** Begin The input **
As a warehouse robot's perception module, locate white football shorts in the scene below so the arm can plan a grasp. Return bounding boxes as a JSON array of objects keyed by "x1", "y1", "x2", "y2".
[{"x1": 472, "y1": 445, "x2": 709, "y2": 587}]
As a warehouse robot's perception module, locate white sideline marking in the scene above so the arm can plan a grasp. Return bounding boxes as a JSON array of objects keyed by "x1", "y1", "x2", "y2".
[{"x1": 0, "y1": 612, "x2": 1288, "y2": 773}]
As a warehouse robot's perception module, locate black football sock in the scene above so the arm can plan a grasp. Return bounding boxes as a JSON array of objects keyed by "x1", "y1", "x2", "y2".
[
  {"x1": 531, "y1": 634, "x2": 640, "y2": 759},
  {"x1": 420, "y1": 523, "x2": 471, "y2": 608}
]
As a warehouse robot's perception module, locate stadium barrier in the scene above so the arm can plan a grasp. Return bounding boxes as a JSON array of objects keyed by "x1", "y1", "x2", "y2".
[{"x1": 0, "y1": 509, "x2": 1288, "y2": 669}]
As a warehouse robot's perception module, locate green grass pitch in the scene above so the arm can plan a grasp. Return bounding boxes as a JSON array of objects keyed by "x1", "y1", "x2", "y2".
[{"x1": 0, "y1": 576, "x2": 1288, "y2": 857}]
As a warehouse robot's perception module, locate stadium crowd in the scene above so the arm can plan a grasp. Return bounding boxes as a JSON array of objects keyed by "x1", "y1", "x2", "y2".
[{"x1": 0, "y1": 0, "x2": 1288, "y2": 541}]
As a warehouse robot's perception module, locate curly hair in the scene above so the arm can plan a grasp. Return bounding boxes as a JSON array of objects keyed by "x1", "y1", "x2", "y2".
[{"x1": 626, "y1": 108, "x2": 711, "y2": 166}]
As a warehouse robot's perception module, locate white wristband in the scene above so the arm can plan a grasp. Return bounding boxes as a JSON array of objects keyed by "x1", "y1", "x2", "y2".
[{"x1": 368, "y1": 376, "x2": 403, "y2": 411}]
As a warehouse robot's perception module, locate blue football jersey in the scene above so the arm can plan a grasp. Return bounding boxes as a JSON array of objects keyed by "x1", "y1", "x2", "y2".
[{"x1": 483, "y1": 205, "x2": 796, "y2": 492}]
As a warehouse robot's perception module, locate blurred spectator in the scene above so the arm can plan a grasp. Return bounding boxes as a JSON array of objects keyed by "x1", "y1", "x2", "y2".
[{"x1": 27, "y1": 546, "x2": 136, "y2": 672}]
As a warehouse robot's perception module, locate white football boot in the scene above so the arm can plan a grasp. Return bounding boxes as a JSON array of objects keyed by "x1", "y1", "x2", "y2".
** End The input **
§ Task to carry out
Quote all of the data above word for word, keeping each line unchanged and in its original order.

§ Result for this task
As a warehouse robot's perception module, locate white football shorts in the scene below so the arm can plan a grasp. Return bounding boxes as a JSON array of objects keyed by "x1", "y1", "x2", "y2".
[{"x1": 472, "y1": 445, "x2": 709, "y2": 587}]
As a warehouse robot's perception module, locate white sideline marking in the scene above so the arm can plan a grasp. Return bounding boxes as a JSON array of objects keyed by "x1", "y1", "x2", "y2".
[{"x1": 0, "y1": 612, "x2": 1288, "y2": 773}]
As a warehouse robot's perception module, locate black football sock in the scene above so the arm can plan a grasp. Return bounding boxes as a JSON array of objects keyed by "x1", "y1", "x2", "y2".
[
  {"x1": 531, "y1": 634, "x2": 640, "y2": 759},
  {"x1": 420, "y1": 523, "x2": 471, "y2": 608}
]
As a warehouse robot's perception module, locate stadium barrier in the scene above so the arm can plan a grasp. Return bounding boxes as a JSON array of objects keyed by "x1", "y1", "x2", "y2".
[{"x1": 0, "y1": 509, "x2": 1288, "y2": 669}]
As a warehouse robot's perception module, locate green grass pitch in the scene above so the arm can plan a grasp. Return bounding boxes as a JSON array of objects keyed by "x1", "y1", "x2", "y2".
[{"x1": 0, "y1": 576, "x2": 1288, "y2": 857}]
As a warehouse robot's perception module, locate stadium crowd in the scene above so the arm can plan a grasp. Return bounding boxes as a JSON array of objects keyed by "x1", "y1", "x2", "y2".
[{"x1": 0, "y1": 0, "x2": 1288, "y2": 541}]
As a warehouse robot's perception module, locate curly hair in the scene above so the arm can plan a grasp. Return bounding boxes as a JSON array of objects keyed by "x1", "y1", "x2", "y2".
[{"x1": 626, "y1": 108, "x2": 711, "y2": 166}]
As a warehouse robot's perception module, locate white wristband in the scene above so the arm can plan a grasp. Return bounding boxes as a JSON array of objects keyed by "x1", "y1", "x2", "y2".
[{"x1": 368, "y1": 376, "x2": 403, "y2": 411}]
As a warehouse robot's perception module, locate blue football jersey in the scene above so the arm can plan a grasp. Return bounding boxes as a JSON array of objects keyed by "x1", "y1", "x2", "y2".
[{"x1": 483, "y1": 205, "x2": 796, "y2": 492}]
As a warehouse robot's perception module, locate blurred spectator in the scene above so the arm can plan a grasp. Return bounding boxes as a JSON array of objects keyed by "x1", "y1", "x2", "y2".
[{"x1": 27, "y1": 546, "x2": 136, "y2": 672}]
As a warehouse robot's perception module, locate white football boot in the scene above so the arm can plan a grasp. Return bounding boxes as a JSON array of objects keyed by "x1", "y1", "x2", "y2".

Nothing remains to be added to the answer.